[Records from a dataset]
------

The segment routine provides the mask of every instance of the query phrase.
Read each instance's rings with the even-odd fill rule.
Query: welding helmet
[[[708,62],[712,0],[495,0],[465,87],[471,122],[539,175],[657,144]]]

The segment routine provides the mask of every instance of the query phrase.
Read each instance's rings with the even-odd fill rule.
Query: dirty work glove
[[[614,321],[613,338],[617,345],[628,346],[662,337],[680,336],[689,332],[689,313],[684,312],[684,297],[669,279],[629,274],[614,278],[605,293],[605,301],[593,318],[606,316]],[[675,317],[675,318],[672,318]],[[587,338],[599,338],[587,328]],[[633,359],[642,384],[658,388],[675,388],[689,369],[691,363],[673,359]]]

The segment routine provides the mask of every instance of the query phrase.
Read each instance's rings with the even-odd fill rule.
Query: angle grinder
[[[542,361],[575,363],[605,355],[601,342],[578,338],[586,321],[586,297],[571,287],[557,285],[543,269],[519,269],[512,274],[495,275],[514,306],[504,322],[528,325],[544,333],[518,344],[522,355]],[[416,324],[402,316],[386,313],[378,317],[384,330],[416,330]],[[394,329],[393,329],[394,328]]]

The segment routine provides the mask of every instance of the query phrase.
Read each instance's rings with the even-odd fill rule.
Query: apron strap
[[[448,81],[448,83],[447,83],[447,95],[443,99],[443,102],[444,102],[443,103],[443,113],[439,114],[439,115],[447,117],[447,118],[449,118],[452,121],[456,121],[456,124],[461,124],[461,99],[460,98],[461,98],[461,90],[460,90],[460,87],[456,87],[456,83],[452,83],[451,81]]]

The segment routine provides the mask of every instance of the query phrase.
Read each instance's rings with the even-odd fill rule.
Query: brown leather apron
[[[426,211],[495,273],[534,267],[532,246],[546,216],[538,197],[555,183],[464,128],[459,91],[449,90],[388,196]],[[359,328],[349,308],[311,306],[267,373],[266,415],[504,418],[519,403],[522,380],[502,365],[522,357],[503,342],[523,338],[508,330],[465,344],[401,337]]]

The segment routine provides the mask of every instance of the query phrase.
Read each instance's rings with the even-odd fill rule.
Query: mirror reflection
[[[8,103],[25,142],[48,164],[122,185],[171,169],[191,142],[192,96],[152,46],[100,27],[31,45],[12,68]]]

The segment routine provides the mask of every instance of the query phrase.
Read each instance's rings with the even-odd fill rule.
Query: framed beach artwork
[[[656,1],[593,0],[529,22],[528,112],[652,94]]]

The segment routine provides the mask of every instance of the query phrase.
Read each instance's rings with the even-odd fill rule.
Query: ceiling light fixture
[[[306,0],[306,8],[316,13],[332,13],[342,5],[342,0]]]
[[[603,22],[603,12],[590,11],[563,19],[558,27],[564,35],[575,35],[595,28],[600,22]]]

------

TASK REQUIREMENTS:
Each record above should be output again exactly.

WRITTEN SOLUTION:
The segment routine provides the mask of every instance of the query phrase.
Read each instance's rings with the even-odd fill rule.
Query: welding helmet
[[[708,62],[712,0],[495,0],[465,87],[471,122],[539,175],[657,144]]]

The segment routine provides the mask of every instance of the query phrase.
Read each instance's rings with the even-odd fill rule.
Query: dirty work glove
[[[614,321],[613,338],[617,345],[628,346],[662,337],[680,336],[689,332],[689,313],[684,312],[684,297],[669,279],[629,274],[614,278],[605,293],[605,301],[593,318],[606,316]],[[675,317],[675,318],[672,318]],[[587,338],[599,338],[587,328]],[[633,359],[642,384],[658,388],[675,388],[689,369],[691,363],[673,359]]]

The segment routine provides the mask of every instance of the query phrase.
Read each instance's rings with the even-odd fill rule.
Query: angle grinder
[[[542,361],[575,363],[605,355],[601,342],[578,338],[586,321],[586,297],[571,287],[557,285],[543,269],[519,269],[512,274],[495,275],[514,306],[504,322],[528,325],[544,333],[518,344],[522,355]],[[416,324],[402,316],[386,313],[378,317],[384,330],[416,330]],[[394,329],[393,329],[394,328]]]

The segment routine provides the mask of every instance of the query phrase.
Read each instance's rings with the even-odd fill rule.
Query: apron strap
[[[448,81],[448,83],[447,83],[447,95],[443,99],[443,102],[444,102],[443,103],[443,113],[439,114],[439,115],[447,117],[447,118],[449,118],[452,121],[456,121],[456,124],[461,124],[461,99],[460,98],[461,98],[461,90],[460,90],[460,87],[456,87],[456,83],[452,83],[451,81]]]

The segment routine provides the mask of every instance of the query phrase.
Read each instance's rings with the even-odd fill rule.
Query: brown leather apron
[[[426,211],[495,273],[534,267],[532,246],[546,216],[538,197],[555,183],[464,128],[459,91],[449,90],[388,196]],[[359,328],[349,308],[311,306],[267,373],[266,415],[504,418],[519,403],[522,380],[502,365],[522,357],[503,342],[523,338],[508,330],[465,344],[401,337]]]

The segment routine provides the mask of every instance of the query phrase.
Read each instance's rings with the even-odd fill rule.
Query: mirror reflection
[[[8,103],[25,142],[48,164],[122,185],[171,169],[191,142],[192,96],[152,46],[100,27],[31,45],[12,68]]]

The segment routine provides the mask of every instance of the query phrase.
Read each instance's rings with the even-odd fill rule.
Query: framed beach artwork
[[[656,1],[593,0],[529,22],[528,112],[652,94]]]

The segment routine provides the mask of every instance of the query phrase.
Read each instance's rings with the even-odd fill rule.
Query: ceiling light fixture
[[[306,0],[306,8],[316,13],[332,13],[342,5],[342,0]]]
[[[603,22],[603,12],[590,11],[563,19],[558,27],[564,35],[575,35],[595,28],[600,22]]]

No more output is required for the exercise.